### Action item
Print out each entry below exactly, please.

Referring expression data:
------------------------------------

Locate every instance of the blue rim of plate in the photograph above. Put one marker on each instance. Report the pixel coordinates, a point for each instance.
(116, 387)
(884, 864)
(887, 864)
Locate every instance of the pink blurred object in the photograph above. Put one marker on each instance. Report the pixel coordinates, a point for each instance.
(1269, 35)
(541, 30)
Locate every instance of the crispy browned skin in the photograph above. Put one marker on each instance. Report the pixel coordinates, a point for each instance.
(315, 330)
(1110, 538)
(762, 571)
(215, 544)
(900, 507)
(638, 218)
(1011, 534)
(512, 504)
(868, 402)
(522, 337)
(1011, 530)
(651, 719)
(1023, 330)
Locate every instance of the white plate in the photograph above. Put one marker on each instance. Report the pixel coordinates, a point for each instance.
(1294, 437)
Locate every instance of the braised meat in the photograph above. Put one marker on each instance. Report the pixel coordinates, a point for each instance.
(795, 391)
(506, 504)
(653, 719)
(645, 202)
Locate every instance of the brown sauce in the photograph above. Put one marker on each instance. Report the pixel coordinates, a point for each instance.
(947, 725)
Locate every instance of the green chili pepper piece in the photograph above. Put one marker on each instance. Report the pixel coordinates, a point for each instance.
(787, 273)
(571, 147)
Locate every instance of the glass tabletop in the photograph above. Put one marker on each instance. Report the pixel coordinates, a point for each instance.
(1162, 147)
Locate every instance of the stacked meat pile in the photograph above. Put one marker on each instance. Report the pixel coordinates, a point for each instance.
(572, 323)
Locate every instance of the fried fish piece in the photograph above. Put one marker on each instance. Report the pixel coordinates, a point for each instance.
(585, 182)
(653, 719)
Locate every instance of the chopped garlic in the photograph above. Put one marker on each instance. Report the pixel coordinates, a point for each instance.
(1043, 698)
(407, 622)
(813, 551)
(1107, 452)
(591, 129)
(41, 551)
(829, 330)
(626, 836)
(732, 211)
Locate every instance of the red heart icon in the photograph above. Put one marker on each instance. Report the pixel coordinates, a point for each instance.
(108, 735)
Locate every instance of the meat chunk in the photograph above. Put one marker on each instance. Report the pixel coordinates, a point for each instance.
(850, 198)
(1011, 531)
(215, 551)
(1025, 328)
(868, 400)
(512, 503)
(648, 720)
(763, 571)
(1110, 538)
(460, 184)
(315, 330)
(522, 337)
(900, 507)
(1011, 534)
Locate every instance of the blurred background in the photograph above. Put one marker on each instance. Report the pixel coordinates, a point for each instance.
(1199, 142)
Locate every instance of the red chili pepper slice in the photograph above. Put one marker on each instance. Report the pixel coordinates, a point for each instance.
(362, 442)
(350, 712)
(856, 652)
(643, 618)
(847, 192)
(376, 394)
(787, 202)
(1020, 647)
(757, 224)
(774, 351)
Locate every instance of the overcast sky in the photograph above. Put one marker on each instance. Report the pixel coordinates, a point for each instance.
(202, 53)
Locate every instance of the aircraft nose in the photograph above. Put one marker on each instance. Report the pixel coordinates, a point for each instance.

------------------------------------

### Answer section
Locate every instance of the blue rim of plate in the photograph above. Put one marker on each instance. Report the pixel coordinates, a point for each instance.
(116, 387)
(884, 864)
(887, 864)
Locate every instance of the pink blurred object in the photograph above. Put one marker on each instance. Report the pixel coordinates, a point for each instance.
(1269, 35)
(541, 30)
Locate every instance of the crispy browned skin in the photograph above. Put one marker on each instance. Report the pixel coordinates, a point for each instance.
(315, 330)
(1110, 538)
(762, 571)
(215, 544)
(900, 507)
(638, 218)
(1011, 534)
(512, 504)
(868, 402)
(522, 337)
(1011, 530)
(651, 719)
(1023, 330)
Locate every instance of the white plate in the photograph above. Put one marker on each instance. Report the pixel coordinates, a point for each instance.
(1294, 437)
Locate every instance of the braised meat in the photograph above. Put one marker on each instance. Report the pixel coordinates, a point for each instance.
(795, 391)
(506, 504)
(653, 719)
(645, 202)
Locate every instance of the brown sauce in the photograph above. Put one marker on each instance. Report the pixel coordinates, a point for each instance.
(947, 725)
Locate every instance of the green chili pepper piece in the photograph above. Put one marker on each instance. Report the pixel coordinates, a point for each instance.
(787, 273)
(571, 147)
Locate every instance of the glass tabletop in the photograph above. Put one marker on each instance. Report the pixel coordinates, a point for each instance.
(1162, 147)
Locate every instance of the stacked meat pile in the photograph above. Put one marker on each instance. Report the pixel coordinates, a point for each instance.
(572, 323)
Locate every instance of the fried fish piece in the photograph above. Put one marker on each instance. Report the pixel coordinates, a point for each instance.
(585, 182)
(653, 719)
Locate every instance of the chopped garlic in the photograph above. Put one marker on each instance. Report the pixel coordinates, a point for each instance.
(1043, 698)
(407, 622)
(813, 551)
(1107, 452)
(591, 129)
(41, 551)
(829, 330)
(626, 836)
(732, 211)
Locate every instance of the red heart icon in the photograph above. Put one marker on each instance. Report the pixel coordinates, a point for each instance.
(108, 735)
Locate every instance of the meat chunk in the photograph above. Put one marker on each instance. Report the pixel coordinates, a point for each instance.
(850, 198)
(1011, 531)
(215, 551)
(1025, 328)
(868, 400)
(512, 503)
(648, 720)
(763, 571)
(1110, 538)
(460, 184)
(315, 330)
(522, 337)
(900, 507)
(1011, 534)
Locate every instance of the blurred background in the photograph above. Put one marker on each instance. Report the pixel coordinates, a point for each instance.
(1199, 142)
Locate every instance of the red chili pepper slice in the photograph above. Put one marker on each instance. Report the pixel coordinates, a point for each instance.
(362, 442)
(350, 712)
(856, 652)
(643, 618)
(847, 192)
(376, 394)
(787, 202)
(1020, 647)
(757, 224)
(774, 351)
Locate every instance of the overcast sky in the photograph above. Put one marker on each instance. Report the pixel coordinates, a point for each instance.
(202, 53)
Locate every instance of the aircraft nose in the photograph above. Put one marker on each instance. Report the pixel coordinates, a point for each instance.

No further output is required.